Records for the exercise:
——————————

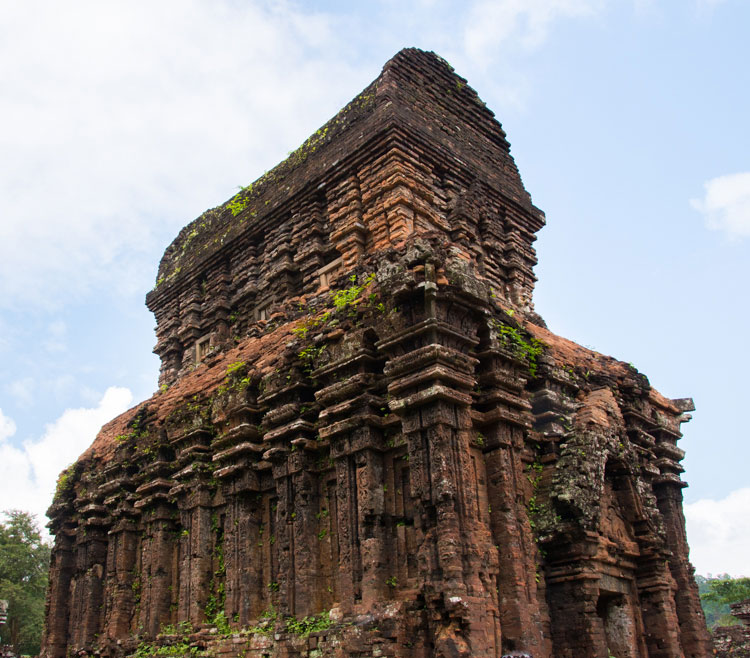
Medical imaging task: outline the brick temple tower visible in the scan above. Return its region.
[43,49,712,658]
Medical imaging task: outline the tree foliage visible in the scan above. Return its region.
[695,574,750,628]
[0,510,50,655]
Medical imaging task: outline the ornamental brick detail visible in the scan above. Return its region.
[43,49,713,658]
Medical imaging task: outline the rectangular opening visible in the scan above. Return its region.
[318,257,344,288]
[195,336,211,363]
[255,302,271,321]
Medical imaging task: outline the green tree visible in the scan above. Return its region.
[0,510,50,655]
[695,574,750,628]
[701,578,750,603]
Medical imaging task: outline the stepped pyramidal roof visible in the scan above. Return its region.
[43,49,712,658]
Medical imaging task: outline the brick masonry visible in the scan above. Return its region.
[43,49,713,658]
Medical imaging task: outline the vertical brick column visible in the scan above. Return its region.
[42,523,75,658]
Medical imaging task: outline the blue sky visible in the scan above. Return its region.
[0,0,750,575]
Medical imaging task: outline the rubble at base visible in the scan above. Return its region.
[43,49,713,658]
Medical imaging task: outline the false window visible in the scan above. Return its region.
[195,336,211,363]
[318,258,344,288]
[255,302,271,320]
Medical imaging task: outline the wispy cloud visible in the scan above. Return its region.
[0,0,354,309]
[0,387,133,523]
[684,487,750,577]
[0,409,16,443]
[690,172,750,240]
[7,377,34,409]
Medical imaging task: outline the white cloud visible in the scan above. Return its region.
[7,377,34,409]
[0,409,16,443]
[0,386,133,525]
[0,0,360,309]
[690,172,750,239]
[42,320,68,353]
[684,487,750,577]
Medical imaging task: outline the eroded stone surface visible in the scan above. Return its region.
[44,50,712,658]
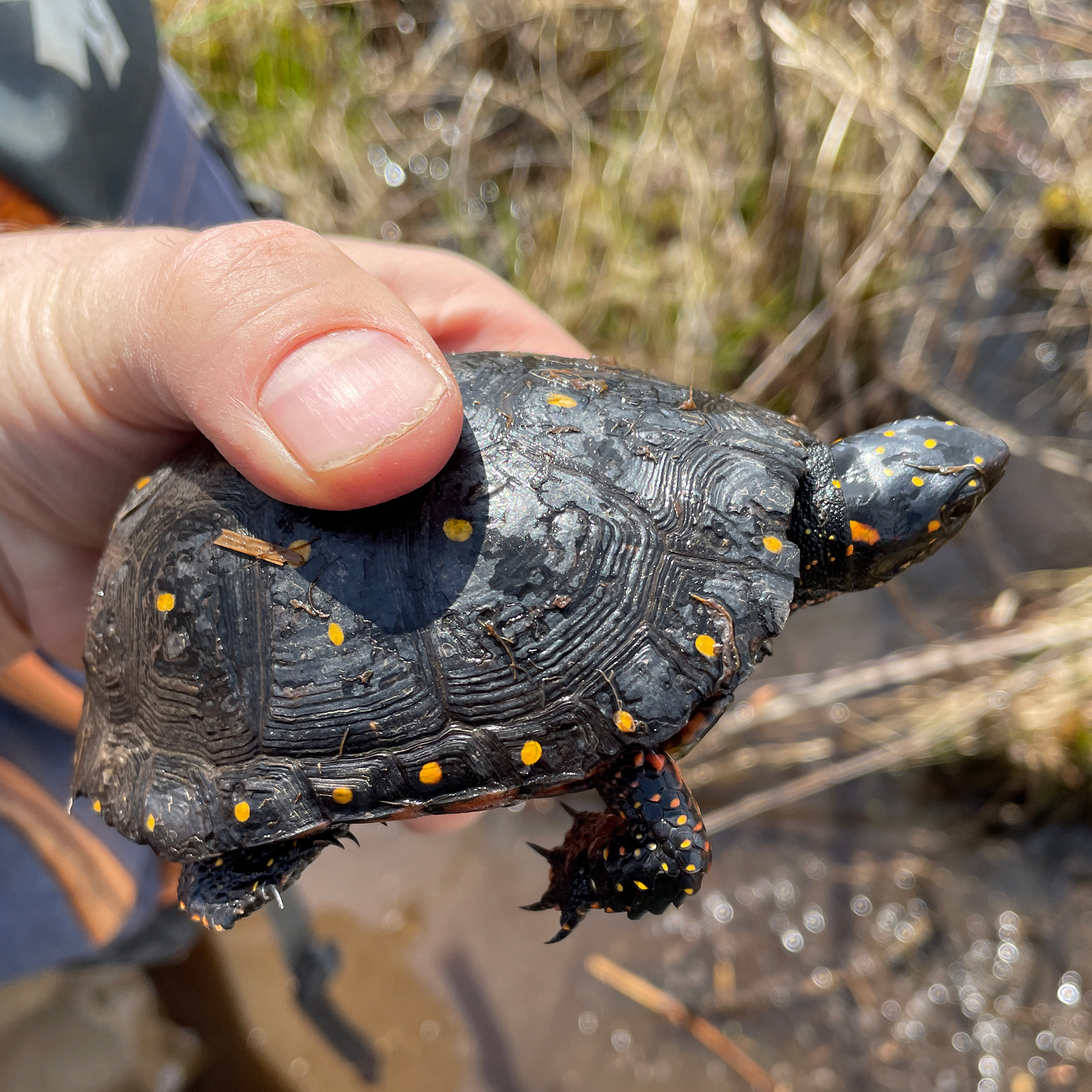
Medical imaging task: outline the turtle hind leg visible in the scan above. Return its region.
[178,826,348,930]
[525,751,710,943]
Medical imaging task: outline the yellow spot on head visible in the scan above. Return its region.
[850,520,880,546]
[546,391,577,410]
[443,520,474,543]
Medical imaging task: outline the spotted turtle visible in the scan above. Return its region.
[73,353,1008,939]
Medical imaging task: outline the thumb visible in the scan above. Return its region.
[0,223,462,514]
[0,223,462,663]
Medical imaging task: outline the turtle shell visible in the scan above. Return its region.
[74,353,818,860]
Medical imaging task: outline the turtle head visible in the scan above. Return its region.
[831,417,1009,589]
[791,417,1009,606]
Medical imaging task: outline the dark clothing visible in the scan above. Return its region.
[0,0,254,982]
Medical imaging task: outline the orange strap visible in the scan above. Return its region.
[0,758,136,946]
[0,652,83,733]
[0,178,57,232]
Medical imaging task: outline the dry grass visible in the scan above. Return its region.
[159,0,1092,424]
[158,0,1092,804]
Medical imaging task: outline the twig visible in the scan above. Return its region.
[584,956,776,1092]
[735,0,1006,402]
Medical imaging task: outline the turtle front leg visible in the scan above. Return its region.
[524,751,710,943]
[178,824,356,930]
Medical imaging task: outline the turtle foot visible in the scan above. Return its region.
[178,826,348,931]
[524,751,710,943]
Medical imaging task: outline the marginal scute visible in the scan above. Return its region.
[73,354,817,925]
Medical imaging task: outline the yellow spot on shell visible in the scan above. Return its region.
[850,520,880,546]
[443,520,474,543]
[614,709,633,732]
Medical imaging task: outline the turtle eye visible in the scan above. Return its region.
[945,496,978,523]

——————————

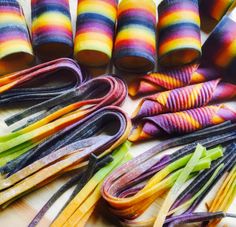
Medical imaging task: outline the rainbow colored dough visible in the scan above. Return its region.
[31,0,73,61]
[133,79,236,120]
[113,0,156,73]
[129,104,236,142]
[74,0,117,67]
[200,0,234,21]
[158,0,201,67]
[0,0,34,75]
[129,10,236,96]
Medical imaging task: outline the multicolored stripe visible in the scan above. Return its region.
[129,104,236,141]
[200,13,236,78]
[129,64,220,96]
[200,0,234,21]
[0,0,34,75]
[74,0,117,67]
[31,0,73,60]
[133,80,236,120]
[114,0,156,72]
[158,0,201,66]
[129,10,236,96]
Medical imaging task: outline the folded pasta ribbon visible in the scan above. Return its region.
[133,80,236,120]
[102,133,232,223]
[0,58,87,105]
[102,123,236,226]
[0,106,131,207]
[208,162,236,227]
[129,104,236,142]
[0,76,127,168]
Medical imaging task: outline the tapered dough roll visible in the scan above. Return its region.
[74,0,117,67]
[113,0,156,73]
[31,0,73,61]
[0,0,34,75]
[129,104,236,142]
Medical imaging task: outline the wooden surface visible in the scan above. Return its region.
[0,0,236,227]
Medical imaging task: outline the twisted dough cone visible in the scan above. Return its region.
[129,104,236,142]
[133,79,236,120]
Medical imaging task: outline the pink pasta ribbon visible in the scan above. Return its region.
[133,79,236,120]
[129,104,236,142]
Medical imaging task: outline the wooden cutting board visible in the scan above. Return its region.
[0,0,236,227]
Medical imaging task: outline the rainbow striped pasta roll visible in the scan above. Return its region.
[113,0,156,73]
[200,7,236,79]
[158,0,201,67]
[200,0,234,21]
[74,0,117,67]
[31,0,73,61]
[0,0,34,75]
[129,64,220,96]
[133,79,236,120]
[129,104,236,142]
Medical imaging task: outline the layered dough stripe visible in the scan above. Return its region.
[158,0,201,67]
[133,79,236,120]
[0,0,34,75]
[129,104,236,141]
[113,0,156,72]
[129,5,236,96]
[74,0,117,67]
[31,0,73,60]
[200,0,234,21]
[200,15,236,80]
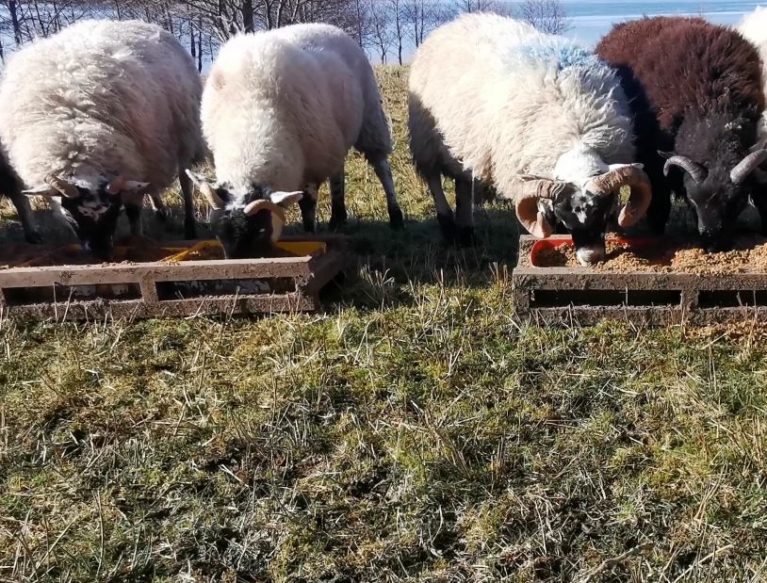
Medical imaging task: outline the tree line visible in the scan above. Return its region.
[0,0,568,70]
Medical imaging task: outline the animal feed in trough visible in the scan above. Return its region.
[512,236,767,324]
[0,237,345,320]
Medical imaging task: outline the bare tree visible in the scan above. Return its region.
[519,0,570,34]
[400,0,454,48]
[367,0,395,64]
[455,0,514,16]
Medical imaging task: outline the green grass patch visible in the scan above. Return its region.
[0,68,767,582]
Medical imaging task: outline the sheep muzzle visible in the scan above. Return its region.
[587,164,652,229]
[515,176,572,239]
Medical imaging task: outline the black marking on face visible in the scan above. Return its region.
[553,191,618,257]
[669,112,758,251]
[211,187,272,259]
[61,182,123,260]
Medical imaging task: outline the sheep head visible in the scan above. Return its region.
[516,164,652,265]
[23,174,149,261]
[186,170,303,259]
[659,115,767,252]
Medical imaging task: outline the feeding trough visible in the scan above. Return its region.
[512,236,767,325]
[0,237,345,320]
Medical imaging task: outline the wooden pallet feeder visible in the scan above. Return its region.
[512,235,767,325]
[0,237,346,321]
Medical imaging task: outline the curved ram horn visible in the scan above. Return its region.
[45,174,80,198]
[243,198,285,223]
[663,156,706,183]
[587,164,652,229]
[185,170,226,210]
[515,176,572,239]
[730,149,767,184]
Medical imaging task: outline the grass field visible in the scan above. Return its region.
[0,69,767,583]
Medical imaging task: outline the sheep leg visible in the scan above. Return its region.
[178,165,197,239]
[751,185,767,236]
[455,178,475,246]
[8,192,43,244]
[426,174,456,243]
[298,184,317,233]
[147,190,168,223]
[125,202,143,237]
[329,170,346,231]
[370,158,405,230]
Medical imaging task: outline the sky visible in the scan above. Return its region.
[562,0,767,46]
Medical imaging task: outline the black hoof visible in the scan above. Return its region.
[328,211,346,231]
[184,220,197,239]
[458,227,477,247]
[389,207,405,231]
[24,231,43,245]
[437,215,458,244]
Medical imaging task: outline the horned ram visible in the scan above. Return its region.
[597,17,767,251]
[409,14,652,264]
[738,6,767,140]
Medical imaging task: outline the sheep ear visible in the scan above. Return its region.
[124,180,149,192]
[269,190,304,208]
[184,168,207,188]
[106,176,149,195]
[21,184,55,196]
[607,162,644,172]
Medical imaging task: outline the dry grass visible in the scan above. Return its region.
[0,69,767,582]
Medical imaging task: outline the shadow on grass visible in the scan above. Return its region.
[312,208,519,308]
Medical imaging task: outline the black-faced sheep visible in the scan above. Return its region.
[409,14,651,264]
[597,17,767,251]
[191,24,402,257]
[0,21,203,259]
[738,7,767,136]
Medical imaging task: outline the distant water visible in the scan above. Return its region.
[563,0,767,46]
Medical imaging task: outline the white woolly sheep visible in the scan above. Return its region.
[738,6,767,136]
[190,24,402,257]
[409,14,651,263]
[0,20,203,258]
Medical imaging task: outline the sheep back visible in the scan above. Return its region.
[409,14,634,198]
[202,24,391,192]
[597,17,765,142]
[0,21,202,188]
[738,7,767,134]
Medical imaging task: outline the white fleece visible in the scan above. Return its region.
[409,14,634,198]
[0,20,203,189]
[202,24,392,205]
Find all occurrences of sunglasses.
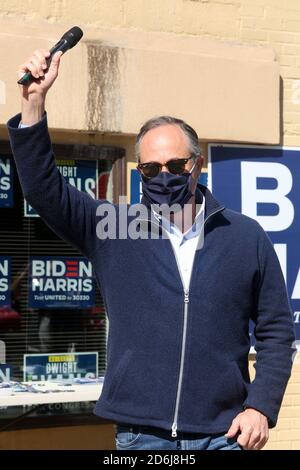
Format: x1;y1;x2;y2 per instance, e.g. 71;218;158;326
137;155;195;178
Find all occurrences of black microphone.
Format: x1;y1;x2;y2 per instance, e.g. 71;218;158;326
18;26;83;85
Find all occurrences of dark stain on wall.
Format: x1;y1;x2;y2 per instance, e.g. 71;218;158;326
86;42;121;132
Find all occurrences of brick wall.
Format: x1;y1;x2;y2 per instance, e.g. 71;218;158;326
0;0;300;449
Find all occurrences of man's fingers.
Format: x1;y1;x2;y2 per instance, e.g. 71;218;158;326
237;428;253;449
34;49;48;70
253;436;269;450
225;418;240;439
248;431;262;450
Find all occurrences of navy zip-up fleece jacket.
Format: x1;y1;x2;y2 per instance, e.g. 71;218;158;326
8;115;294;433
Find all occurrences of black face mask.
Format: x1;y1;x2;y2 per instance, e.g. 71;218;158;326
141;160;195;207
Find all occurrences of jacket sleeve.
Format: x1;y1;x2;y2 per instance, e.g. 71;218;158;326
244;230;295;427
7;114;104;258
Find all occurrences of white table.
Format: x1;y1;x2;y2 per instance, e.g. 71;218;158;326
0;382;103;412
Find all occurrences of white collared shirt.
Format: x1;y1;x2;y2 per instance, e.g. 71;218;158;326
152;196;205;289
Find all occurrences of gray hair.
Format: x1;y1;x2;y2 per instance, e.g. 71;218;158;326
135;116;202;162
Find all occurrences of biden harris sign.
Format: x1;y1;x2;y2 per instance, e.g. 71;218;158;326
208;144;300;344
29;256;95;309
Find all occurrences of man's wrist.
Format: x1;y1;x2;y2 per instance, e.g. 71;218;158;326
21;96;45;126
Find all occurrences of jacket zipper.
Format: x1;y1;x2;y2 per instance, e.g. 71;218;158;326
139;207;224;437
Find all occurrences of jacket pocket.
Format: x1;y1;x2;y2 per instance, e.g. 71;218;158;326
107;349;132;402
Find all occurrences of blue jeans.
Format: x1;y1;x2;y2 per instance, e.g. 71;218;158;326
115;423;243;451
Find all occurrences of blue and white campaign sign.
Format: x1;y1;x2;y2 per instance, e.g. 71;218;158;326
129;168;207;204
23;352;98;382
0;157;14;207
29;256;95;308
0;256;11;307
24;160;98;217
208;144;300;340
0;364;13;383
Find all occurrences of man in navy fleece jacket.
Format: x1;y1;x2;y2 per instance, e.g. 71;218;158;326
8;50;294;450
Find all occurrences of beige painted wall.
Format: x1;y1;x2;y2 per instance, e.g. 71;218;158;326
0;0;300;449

——————————

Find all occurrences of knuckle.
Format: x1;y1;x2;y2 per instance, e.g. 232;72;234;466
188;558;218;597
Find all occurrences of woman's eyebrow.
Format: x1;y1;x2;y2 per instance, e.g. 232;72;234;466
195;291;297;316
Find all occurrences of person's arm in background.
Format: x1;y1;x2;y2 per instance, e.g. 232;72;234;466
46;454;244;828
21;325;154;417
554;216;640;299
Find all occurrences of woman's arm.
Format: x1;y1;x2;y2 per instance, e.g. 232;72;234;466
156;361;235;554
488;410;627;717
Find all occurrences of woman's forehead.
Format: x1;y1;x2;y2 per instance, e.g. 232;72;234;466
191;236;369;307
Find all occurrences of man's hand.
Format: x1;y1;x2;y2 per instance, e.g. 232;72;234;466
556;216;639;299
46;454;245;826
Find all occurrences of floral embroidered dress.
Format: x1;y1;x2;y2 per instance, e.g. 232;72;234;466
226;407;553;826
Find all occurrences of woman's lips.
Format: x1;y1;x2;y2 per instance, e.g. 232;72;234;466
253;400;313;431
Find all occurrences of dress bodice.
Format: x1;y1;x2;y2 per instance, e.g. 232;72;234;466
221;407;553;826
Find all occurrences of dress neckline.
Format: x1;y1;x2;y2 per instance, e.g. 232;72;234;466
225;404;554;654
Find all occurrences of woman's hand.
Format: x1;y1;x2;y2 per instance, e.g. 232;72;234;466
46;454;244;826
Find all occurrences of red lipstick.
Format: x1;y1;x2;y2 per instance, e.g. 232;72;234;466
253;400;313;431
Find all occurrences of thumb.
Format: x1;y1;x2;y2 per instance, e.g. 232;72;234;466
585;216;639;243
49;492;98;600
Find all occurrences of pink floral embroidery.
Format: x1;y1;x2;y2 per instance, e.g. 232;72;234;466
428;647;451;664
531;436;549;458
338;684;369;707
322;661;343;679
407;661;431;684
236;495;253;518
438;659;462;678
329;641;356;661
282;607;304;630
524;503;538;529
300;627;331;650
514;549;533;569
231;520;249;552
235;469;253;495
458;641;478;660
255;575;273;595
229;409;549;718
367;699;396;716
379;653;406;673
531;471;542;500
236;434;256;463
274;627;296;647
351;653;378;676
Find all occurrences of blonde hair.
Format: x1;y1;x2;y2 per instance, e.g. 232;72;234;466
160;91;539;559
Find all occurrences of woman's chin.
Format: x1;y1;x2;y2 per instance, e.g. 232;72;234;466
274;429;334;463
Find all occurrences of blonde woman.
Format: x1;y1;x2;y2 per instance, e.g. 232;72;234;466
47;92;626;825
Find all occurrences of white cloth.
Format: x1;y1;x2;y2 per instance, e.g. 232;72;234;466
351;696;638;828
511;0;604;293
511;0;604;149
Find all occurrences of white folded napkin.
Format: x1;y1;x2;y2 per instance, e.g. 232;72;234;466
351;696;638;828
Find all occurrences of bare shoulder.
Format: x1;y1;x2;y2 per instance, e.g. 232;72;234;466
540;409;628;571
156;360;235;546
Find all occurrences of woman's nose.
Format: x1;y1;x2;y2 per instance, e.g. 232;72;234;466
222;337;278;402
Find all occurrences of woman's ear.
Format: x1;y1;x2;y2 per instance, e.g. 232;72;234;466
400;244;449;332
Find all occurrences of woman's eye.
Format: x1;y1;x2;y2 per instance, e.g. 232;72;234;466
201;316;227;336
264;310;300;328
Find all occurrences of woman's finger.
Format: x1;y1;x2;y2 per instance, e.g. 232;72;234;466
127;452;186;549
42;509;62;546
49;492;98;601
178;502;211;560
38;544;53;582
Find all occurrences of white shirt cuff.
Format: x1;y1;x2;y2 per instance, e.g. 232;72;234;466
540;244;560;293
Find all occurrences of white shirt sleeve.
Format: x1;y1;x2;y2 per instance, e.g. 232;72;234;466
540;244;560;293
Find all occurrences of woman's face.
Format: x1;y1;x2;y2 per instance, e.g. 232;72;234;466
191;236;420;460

——————————

Copy out every line from the one containing "Medical imaging task: outline the stepped" down to the one containing "[255,302,271,320]", both included, without changing anything.

Medical imaging task: outline the stepped pyramidal roof visible in the scan above. Return its region.
[43,49,712,658]
Medical imaging task: outline the brick masonry visible in the scan above. Return its region.
[43,49,713,658]
Medical imaging task: outline the vertical brick column visible in the scan above. Return its region.
[42,523,75,658]
Medical imaging task: outline the blue sky visible in the scan above. Return its region.
[0,0,750,575]
Medical imaging task: outline the rubble at base visible in the scan above. Return its region.
[43,49,713,658]
Medical imaging task: outline the false window visible in the scan above. Return its region.
[195,336,211,363]
[318,258,344,288]
[255,302,271,320]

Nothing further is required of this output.